• Die Aufgabe
Welche Krankheiten nennt der unten stehende Text über das Marienburger Impfzentrum als Beispiele dafür, wovor der 7-fache Impfstoff Säuglinge schützt? Zähle alle auf.

• Zitierter Abschnitt
■ ■ ■

Die Marienburger Hausärztin ist auch eine entschiedene Befürworterin für die Impfung von Minderjährigen. Sie weist darauf hin, dass Säuglinge bereits in den ersten Lebensmonaten einen 7-fachen Impfstoff verabreicht bekommen, der sie, ohne Spätfolgen, vor Krankheiten wie Tetanus, Diphtherie, Keuchhusten schützt. Bei der Kinderimpfung geht es um eine angepasste Dosis des von biontech-Pfizer durch die mRNA-Technologie entwickelten Impfstoffes also ohne Konservierungsstoff oder andere Salze. In spätestens einem halben Jahr verschwinden die Antikörper. Nebenwirkungen treten selten und unter milder Form auf. Falls es dennoch zu einer Covid-19-Erkrankung kommt, dann handle es sich um einen leichteren und kürzeren Krankheitsverlauf. Eine Kinderimpfung sei kein Grund zur Sorge. Im Gegenteil: so bleiben die Schulen offen und die Kinder haben ungehinderten Zugang zu Erziehung, Bewegung, Beisammensein. Ansonsten spüren sie viel stärker die Corona-Belastung, sind unsicher, erschrocken, wenn sie nicht bereits auch vom Tod nahestehender Personen psychisch betroffen wurden.

Wie lange wird das Marienburger Impfzentrum noch offen bleiben? Zurzeit ist das täglich von 8 bis 20 Uhr der Fall, was selbstverständlich auch nicht gerade geringe Kosten mit sich bringt. Anna Șestacova gibt zu bedenken, dass das von dem weiteren Verlauf der Pandemie abhängt. Die hochansteckende Omikron-Variante ist gerade in aller Munde. Da könnte es zu einer höheren Zahl von Impfwilligen kommen, die auch in Marienburg erwartet und geimpft werden. Ob dieses aber die letzte Welle von SARS-CoV-2 sein wird, das kann zu diesem Zeitpunkt niemand mit Sicherheit behaupten. Denkbar ist für Anna [estacova, dass irgendwann die Impfkampagne immer mehr in den Kompetenzbereich der Hausärzte gelangt. Erste Schritte in dieser Richtung sind bekanntlich bereits erfolgt, wobei viele Hausärzte freiwillig diese zusätzlichen Aufgaben übernommen und auch entsprechend gemeistert haben.

Dass im Marienburger Kulturheim die Kulturveranstaltungen so wie vor 2019 stattfinden und dass das Impfzentrum somit seine Aufgabe erfüllt hat, darauf hin hoffen und wirken auch Anna Șestacova und ihr Team.

■ ■ ■

• Datensatzeinträge
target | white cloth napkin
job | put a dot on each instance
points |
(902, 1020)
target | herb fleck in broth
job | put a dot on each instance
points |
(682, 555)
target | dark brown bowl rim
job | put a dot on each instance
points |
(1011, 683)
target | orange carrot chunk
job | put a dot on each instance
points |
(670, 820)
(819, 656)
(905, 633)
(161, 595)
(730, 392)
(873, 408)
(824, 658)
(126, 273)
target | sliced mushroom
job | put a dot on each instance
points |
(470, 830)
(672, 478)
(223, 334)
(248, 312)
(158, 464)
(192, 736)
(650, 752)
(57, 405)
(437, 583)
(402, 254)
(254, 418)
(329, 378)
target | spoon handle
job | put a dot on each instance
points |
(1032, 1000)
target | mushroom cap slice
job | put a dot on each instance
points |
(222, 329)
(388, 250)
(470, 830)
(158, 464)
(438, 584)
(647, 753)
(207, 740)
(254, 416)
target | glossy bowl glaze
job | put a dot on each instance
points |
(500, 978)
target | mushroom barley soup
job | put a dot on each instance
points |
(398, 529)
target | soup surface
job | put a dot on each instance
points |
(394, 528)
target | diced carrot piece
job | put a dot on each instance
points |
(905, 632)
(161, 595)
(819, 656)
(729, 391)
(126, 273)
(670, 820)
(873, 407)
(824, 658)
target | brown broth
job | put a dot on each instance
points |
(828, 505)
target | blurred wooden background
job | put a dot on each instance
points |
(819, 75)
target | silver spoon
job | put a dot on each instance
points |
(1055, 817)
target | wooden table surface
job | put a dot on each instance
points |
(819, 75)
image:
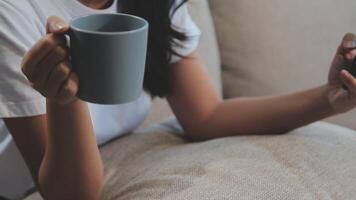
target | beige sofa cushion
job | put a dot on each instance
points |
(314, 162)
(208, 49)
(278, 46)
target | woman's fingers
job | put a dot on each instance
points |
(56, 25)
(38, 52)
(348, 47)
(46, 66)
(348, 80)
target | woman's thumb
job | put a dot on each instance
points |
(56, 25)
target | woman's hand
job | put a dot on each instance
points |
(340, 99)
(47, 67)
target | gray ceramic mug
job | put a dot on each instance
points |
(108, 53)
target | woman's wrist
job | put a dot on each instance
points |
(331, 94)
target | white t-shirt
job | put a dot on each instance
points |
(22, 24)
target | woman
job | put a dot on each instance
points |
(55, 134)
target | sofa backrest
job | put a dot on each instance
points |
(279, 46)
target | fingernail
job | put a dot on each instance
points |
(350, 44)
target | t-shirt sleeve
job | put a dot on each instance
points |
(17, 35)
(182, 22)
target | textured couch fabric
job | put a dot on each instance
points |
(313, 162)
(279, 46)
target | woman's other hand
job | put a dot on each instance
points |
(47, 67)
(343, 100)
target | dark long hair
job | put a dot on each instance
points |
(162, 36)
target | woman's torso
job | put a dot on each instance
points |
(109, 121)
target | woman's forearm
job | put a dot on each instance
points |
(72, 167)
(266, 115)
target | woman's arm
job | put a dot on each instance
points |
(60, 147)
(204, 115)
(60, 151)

■ ■ ■

• Antwort dazu
Tetanus, Diphtherie, Keuchhusten